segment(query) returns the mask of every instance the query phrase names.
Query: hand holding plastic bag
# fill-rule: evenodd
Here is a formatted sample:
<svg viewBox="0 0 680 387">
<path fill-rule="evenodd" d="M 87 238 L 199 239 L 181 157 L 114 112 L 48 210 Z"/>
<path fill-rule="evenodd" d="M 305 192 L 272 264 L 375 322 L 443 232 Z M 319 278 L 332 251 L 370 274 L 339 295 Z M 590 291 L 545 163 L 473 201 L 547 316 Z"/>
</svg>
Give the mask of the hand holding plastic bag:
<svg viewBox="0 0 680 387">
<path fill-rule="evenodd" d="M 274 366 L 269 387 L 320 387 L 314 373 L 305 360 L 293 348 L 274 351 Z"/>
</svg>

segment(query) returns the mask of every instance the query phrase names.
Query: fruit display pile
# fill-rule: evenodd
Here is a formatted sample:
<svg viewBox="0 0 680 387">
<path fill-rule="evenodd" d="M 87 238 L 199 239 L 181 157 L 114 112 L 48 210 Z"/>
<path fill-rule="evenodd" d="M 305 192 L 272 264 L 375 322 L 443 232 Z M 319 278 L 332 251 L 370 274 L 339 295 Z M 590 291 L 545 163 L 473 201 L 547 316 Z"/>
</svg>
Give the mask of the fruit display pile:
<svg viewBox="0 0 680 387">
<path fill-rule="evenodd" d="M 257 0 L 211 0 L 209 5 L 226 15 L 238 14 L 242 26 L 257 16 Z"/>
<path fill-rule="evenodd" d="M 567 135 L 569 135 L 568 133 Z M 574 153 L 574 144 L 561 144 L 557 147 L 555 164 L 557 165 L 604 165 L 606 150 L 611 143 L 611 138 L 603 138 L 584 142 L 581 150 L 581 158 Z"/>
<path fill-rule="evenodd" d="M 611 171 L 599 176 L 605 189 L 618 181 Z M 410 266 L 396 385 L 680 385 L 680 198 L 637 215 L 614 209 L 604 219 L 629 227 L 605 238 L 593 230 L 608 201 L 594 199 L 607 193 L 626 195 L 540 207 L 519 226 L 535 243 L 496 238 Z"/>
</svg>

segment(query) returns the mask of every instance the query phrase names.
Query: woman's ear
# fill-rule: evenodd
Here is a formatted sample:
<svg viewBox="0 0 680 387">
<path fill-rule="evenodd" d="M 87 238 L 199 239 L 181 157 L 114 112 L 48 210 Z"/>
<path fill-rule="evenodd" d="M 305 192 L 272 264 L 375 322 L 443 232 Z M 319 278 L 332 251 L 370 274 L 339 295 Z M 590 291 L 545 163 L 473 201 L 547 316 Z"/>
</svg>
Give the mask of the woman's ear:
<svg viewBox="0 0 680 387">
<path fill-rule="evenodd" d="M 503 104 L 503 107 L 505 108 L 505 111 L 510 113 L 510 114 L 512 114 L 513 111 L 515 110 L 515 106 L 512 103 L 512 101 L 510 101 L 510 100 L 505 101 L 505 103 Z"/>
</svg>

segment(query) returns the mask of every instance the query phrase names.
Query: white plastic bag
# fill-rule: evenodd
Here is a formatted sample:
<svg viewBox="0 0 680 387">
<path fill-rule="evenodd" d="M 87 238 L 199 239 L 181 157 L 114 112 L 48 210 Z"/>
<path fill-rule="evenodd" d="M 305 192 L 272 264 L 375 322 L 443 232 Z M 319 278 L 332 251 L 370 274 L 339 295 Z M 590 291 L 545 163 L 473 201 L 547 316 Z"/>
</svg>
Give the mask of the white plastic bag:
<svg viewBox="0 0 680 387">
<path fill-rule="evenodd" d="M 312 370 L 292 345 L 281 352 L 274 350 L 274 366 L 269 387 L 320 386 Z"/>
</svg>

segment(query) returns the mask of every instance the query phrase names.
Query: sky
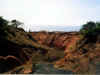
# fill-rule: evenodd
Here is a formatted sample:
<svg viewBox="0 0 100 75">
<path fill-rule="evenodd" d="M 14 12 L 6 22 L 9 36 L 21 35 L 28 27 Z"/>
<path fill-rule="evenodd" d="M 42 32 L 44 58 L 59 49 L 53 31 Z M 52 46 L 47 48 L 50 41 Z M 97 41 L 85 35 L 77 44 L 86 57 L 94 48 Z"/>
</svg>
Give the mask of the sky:
<svg viewBox="0 0 100 75">
<path fill-rule="evenodd" d="M 31 26 L 79 26 L 100 21 L 100 0 L 0 0 L 0 16 Z"/>
</svg>

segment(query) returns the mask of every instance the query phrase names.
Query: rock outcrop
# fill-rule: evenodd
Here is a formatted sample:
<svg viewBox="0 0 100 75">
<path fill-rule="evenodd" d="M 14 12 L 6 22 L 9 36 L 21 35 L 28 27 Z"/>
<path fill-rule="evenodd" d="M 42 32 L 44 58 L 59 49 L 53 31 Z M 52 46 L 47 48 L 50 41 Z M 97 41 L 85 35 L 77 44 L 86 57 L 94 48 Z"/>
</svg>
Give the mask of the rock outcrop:
<svg viewBox="0 0 100 75">
<path fill-rule="evenodd" d="M 70 42 L 72 37 L 78 36 L 79 33 L 78 32 L 32 32 L 31 35 L 40 44 L 64 50 L 66 48 L 67 43 Z"/>
<path fill-rule="evenodd" d="M 92 38 L 92 37 L 91 37 Z M 96 74 L 96 63 L 100 63 L 100 42 L 99 35 L 94 39 L 80 39 L 74 37 L 66 46 L 65 57 L 55 63 L 56 68 L 71 70 L 79 74 Z M 78 46 L 75 44 L 78 42 Z M 76 45 L 76 48 L 74 46 Z M 70 48 L 70 46 L 72 48 Z M 74 49 L 73 49 L 74 48 Z"/>
</svg>

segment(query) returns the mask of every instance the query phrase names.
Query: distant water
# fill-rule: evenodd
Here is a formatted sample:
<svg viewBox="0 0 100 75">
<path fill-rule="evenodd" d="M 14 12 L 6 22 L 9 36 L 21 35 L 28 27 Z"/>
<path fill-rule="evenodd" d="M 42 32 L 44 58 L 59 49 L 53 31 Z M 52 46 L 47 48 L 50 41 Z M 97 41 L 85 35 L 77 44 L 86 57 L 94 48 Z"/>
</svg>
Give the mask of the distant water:
<svg viewBox="0 0 100 75">
<path fill-rule="evenodd" d="M 53 67 L 53 64 L 37 64 L 34 74 L 73 74 L 73 72 L 58 70 Z"/>
<path fill-rule="evenodd" d="M 53 26 L 53 25 L 44 25 L 38 26 L 34 25 L 30 28 L 31 31 L 79 31 L 81 26 Z"/>
</svg>

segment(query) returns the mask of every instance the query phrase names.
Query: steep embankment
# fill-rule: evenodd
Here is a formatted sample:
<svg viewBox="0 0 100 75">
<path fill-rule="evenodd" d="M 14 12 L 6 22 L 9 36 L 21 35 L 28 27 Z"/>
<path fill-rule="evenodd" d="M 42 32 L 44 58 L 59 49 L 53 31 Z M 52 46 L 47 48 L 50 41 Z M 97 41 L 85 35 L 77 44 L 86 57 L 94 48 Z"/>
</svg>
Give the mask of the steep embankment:
<svg viewBox="0 0 100 75">
<path fill-rule="evenodd" d="M 13 35 L 12 35 L 13 34 Z M 29 60 L 29 65 L 41 62 L 56 62 L 64 57 L 64 48 L 74 36 L 78 36 L 76 32 L 32 32 L 26 33 L 20 30 L 9 29 L 8 40 L 19 45 L 15 47 L 10 46 L 14 51 L 11 51 L 13 56 L 17 56 L 21 62 Z M 19 39 L 20 38 L 20 39 Z M 20 48 L 19 48 L 20 47 Z M 10 49 L 11 49 L 10 48 Z M 19 48 L 19 49 L 17 49 Z M 8 49 L 9 50 L 9 49 Z M 22 60 L 23 61 L 22 61 Z M 25 69 L 25 65 L 24 65 Z M 28 69 L 26 69 L 28 70 Z M 28 71 L 24 72 L 28 72 Z M 30 67 L 31 70 L 31 67 Z M 32 70 L 31 70 L 32 71 Z"/>
<path fill-rule="evenodd" d="M 56 68 L 71 70 L 75 73 L 96 74 L 100 63 L 100 35 L 83 38 L 73 38 L 65 49 L 65 57 L 55 63 Z M 74 46 L 76 45 L 76 48 Z M 98 74 L 98 73 L 97 73 Z"/>
<path fill-rule="evenodd" d="M 32 32 L 30 34 L 39 44 L 62 50 L 66 48 L 72 37 L 79 36 L 78 32 Z"/>
<path fill-rule="evenodd" d="M 16 61 L 18 65 L 27 62 L 9 73 L 33 73 L 32 65 L 41 63 L 53 63 L 57 69 L 74 73 L 98 72 L 95 68 L 100 61 L 100 35 L 81 38 L 78 32 L 27 33 L 19 29 L 9 29 L 8 33 L 9 48 L 1 60 Z"/>
<path fill-rule="evenodd" d="M 2 42 L 0 43 L 2 49 L 0 73 L 26 64 L 28 61 L 30 63 L 53 62 L 64 56 L 63 51 L 37 43 L 30 33 L 20 28 L 9 26 L 6 38 L 0 41 Z"/>
</svg>

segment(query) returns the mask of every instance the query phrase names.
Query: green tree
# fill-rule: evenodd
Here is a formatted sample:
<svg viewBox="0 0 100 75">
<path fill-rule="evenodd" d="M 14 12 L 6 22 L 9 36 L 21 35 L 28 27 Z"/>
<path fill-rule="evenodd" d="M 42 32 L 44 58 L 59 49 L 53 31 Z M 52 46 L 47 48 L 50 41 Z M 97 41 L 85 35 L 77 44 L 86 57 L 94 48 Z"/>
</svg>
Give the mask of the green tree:
<svg viewBox="0 0 100 75">
<path fill-rule="evenodd" d="M 8 21 L 5 20 L 3 17 L 0 17 L 0 37 L 6 35 L 7 27 L 8 27 Z"/>
<path fill-rule="evenodd" d="M 96 22 L 97 29 L 100 29 L 100 22 Z"/>
<path fill-rule="evenodd" d="M 94 30 L 95 28 L 96 28 L 96 24 L 90 21 L 83 25 L 82 30 L 91 31 L 91 30 Z"/>
<path fill-rule="evenodd" d="M 84 35 L 94 35 L 94 31 L 96 29 L 96 23 L 95 22 L 87 22 L 86 24 L 83 25 L 82 29 L 80 32 Z"/>
</svg>

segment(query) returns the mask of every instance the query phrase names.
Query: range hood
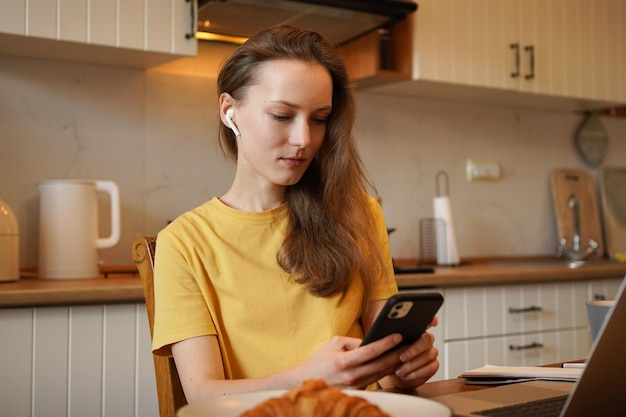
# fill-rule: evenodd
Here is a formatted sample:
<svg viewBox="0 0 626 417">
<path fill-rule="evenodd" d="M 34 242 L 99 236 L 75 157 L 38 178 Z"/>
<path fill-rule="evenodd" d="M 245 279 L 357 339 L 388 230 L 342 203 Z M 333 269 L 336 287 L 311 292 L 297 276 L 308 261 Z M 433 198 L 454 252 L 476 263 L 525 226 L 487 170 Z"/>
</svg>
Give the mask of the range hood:
<svg viewBox="0 0 626 417">
<path fill-rule="evenodd" d="M 198 38 L 203 32 L 248 38 L 285 24 L 314 30 L 340 45 L 415 10 L 411 0 L 199 0 Z"/>
</svg>

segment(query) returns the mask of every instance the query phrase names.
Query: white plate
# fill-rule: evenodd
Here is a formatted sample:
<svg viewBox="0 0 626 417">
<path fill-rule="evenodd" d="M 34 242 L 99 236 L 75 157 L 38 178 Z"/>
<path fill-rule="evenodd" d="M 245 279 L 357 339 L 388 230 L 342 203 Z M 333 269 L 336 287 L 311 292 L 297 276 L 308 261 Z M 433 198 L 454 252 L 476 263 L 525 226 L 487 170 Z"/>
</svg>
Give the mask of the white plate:
<svg viewBox="0 0 626 417">
<path fill-rule="evenodd" d="M 450 417 L 448 407 L 426 398 L 380 391 L 345 390 L 348 395 L 363 397 L 393 417 Z M 238 417 L 268 398 L 280 397 L 282 391 L 261 391 L 207 398 L 181 408 L 177 417 Z"/>
</svg>

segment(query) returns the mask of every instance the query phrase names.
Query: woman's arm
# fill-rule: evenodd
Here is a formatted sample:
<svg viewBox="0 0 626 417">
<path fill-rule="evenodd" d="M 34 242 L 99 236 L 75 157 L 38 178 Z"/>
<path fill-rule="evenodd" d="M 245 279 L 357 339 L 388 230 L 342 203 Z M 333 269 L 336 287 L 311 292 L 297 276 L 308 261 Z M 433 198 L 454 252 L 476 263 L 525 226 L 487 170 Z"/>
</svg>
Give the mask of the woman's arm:
<svg viewBox="0 0 626 417">
<path fill-rule="evenodd" d="M 383 354 L 400 342 L 391 335 L 360 347 L 361 339 L 335 336 L 306 362 L 263 378 L 224 379 L 216 336 L 200 336 L 172 345 L 172 354 L 188 402 L 216 395 L 297 387 L 323 379 L 339 387 L 364 388 L 398 366 L 397 354 Z"/>
</svg>

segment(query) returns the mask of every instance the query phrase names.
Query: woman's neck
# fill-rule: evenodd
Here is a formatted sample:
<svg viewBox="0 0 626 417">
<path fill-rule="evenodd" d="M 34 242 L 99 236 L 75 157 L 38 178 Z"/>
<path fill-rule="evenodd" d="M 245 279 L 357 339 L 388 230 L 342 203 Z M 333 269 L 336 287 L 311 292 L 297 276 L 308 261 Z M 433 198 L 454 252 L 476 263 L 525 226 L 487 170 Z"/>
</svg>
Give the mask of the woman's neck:
<svg viewBox="0 0 626 417">
<path fill-rule="evenodd" d="M 241 211 L 261 212 L 275 209 L 285 202 L 286 187 L 272 187 L 271 190 L 250 190 L 238 187 L 236 183 L 220 197 L 229 207 Z"/>
</svg>

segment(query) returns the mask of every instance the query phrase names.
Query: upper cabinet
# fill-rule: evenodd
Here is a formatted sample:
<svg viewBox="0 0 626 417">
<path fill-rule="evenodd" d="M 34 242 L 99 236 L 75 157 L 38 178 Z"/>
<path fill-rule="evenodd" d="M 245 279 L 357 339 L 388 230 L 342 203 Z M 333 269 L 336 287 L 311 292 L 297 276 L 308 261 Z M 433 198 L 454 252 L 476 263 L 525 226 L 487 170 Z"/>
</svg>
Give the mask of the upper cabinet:
<svg viewBox="0 0 626 417">
<path fill-rule="evenodd" d="M 197 53 L 197 0 L 12 0 L 0 54 L 149 67 Z"/>
<path fill-rule="evenodd" d="M 396 74 L 410 81 L 388 83 L 380 68 L 357 71 L 361 64 L 346 45 L 359 85 L 571 108 L 626 102 L 623 0 L 420 0 L 402 24 L 410 35 L 396 39 L 392 52 L 411 57 L 411 75 Z"/>
</svg>

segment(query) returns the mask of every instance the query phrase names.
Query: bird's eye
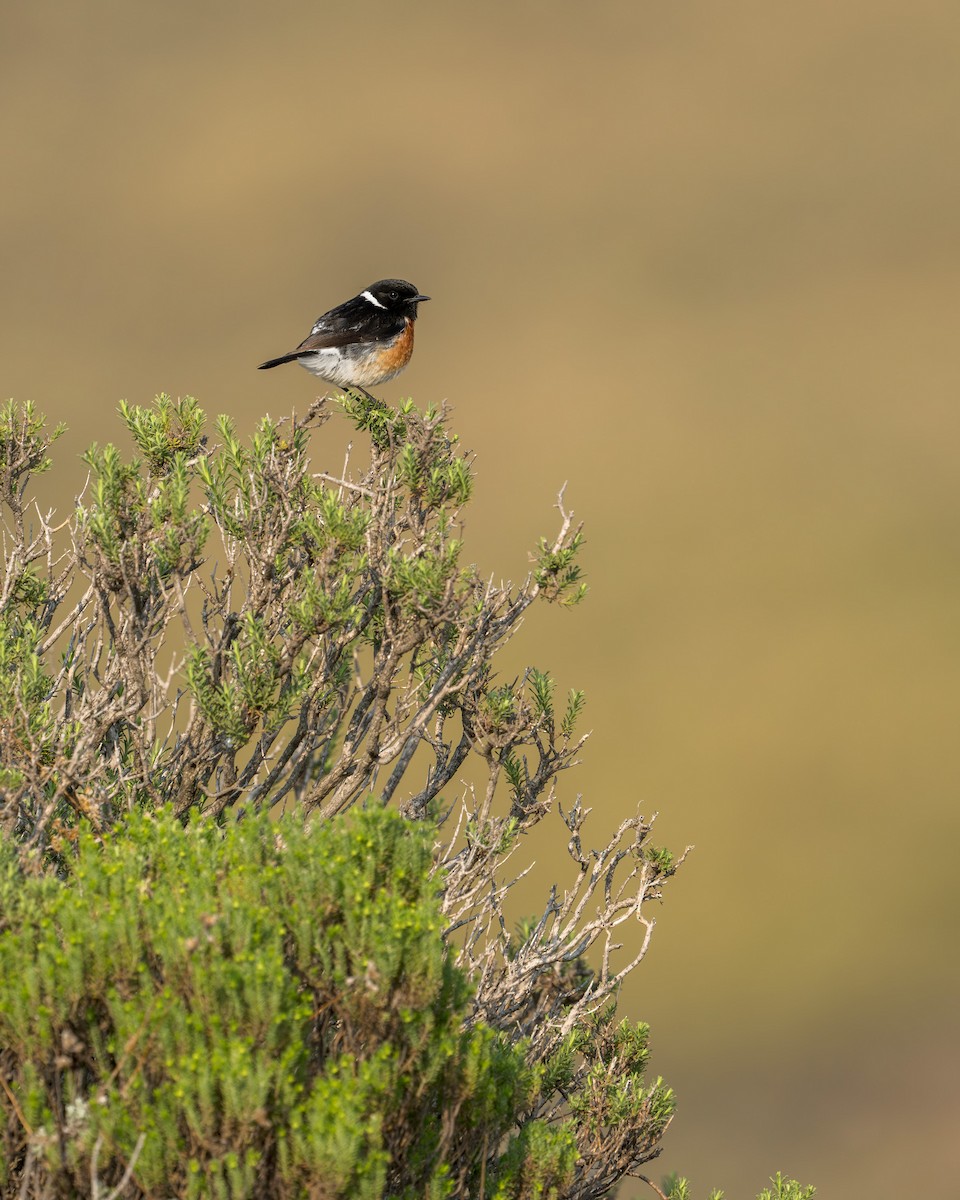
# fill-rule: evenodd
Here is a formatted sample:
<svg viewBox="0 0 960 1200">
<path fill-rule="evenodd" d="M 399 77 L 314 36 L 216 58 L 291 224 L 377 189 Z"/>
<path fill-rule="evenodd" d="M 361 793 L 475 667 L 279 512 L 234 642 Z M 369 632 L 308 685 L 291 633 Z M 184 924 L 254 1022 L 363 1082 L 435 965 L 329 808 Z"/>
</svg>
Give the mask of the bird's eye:
<svg viewBox="0 0 960 1200">
<path fill-rule="evenodd" d="M 395 288 L 392 289 L 390 292 L 390 299 L 391 300 L 399 300 L 400 299 L 400 293 Z"/>
</svg>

+ + + + +

> **Required action**:
Answer with the exact lines running from the one that contains "361 793 L 475" through the last line of the data. Include no other line.

> **Exercise solution**:
<path fill-rule="evenodd" d="M 361 793 L 475 667 L 279 512 L 234 642 Z M 369 632 L 308 685 L 291 633 Z M 184 924 L 254 1022 L 363 1082 L 435 965 L 329 808 Z"/>
</svg>
Give the mask of the bird's eye:
<svg viewBox="0 0 960 1200">
<path fill-rule="evenodd" d="M 395 288 L 392 289 L 390 292 L 390 299 L 391 300 L 399 300 L 400 299 L 400 293 Z"/>
</svg>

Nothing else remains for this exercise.